▸ **Given instruction 1**
Quote the mailing-list post on str.split word for word, starting with "Raymond Hettinger raymond.hettinger" and going on through "an empty separator?".

# Start of Source document

[Python-ideas] str.split with empty separator

Raymond Hettinger raymond.hettinger at gmail.com
Fri Jul 30 06:51:24 CEST 2010


On Jul 29, 2010, at 7:41 PM, MRAB wrote:

> Raymond Hettinger wrote:
>> On Jul 29, 2010, at 5:33 PM, Greg Ewing wrote:
>>> Alexandre Conrad wrote:
>>> 
>>>> What if str.split could take an empty separator?
>> I propose that the semantics of str.split() never be changed.
>> It has been around for a long time and has a complex set of behaviors that people have come to rely on.  For years, we've answered arcane questions about it and have made multiple revisions to the docs in a
>> never ending quest to precisely describe exactly what it does without just showing the C underlying code.  Accordingly, existing uses depend
>> mainly on what-it-does-as-implemented and less on the various ways
>> it has been documented over the years.  Almost any change to str.split() would either complexify the explanation
>> of what it does or would change the behavior in a way the would
>> break somebody's code (perhaps in a subtle ways that are hard to detect).
>> In my opinion, str.split() should never be touched again.  Instead, it may be worthwhile to develop new splitters with precise semantics aimed at specific use cases.
> Does it really have a complex set of behaviours? The only (possibly)
> surprising behaviour for me is when it splits on whitespace (ie, passing
> it None as the separator). I find it very easy to understand. Or perhaps
> I'm just smarter than I thought! :-)

# End of Source document

▸ **Given instruction 2**
How many lines of the records below contain the string "plaid"? Reply with the number only.

# Start of Information given

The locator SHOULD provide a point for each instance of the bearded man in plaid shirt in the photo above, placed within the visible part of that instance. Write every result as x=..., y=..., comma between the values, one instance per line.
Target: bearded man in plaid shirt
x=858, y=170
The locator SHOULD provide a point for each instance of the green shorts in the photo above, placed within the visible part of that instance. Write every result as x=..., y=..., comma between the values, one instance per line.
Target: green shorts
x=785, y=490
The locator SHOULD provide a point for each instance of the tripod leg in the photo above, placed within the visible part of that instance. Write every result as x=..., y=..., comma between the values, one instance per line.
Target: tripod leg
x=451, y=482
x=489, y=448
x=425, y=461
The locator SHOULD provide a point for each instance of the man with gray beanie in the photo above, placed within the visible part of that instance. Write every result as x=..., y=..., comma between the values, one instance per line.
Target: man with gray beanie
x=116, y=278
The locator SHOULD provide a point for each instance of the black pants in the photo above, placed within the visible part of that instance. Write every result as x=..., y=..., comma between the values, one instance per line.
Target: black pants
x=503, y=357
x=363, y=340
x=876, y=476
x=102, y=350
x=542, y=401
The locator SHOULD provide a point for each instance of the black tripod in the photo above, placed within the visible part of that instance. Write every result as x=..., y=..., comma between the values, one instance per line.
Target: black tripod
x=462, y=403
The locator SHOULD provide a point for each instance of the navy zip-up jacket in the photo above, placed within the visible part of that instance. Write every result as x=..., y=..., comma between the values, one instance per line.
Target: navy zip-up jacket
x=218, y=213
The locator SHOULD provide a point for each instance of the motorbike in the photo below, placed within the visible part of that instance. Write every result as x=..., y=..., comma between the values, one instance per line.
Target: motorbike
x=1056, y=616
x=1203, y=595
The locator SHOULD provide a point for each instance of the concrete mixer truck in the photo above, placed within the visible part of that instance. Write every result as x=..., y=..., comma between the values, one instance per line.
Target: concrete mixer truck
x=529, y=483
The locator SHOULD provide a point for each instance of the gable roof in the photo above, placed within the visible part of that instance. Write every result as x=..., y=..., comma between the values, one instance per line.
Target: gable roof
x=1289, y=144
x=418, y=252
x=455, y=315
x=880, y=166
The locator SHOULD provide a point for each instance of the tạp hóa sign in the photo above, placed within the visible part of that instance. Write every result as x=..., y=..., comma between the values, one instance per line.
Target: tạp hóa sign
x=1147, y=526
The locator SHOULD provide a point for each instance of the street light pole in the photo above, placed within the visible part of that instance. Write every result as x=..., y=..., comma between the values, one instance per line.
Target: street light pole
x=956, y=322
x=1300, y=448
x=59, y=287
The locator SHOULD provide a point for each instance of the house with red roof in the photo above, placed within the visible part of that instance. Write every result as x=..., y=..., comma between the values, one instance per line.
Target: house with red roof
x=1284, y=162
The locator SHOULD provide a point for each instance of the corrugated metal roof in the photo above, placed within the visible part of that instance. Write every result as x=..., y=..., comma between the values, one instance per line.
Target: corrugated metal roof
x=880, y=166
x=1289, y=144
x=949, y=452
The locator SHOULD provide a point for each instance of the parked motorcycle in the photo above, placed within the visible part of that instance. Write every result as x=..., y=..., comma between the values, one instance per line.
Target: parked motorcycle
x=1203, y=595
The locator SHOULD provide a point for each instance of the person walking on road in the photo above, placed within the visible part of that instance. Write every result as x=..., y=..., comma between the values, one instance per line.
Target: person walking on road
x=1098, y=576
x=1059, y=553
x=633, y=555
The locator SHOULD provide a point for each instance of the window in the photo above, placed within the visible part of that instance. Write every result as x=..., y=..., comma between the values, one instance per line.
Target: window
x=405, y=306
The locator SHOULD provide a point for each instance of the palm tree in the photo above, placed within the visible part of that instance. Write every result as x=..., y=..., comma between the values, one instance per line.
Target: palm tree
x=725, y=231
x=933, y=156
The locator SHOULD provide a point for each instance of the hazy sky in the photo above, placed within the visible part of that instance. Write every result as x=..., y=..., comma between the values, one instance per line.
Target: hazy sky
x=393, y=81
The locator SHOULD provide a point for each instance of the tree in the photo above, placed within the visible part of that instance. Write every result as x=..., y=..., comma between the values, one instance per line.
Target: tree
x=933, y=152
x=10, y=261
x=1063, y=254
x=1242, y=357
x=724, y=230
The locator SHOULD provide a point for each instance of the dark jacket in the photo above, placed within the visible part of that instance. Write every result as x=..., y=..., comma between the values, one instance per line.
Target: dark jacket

# End of Information given

▸ **Worked solution 1**
Raymond Hettinger raymond.hettinger at gmail.com
Fri Jul 30 06:51:24 CEST 2010


On Jul 29, 2010, at 7:41 PM, MRAB wrote:

> Raymond Hettinger wrote:
>> On Jul 29, 2010, at 5:33 PM, Greg Ewing wrote:
>>> Alexandre Conrad wrote:
>>> 
>>>> What if str.split could take an empty separator?

▸ **Worked solution 2**
2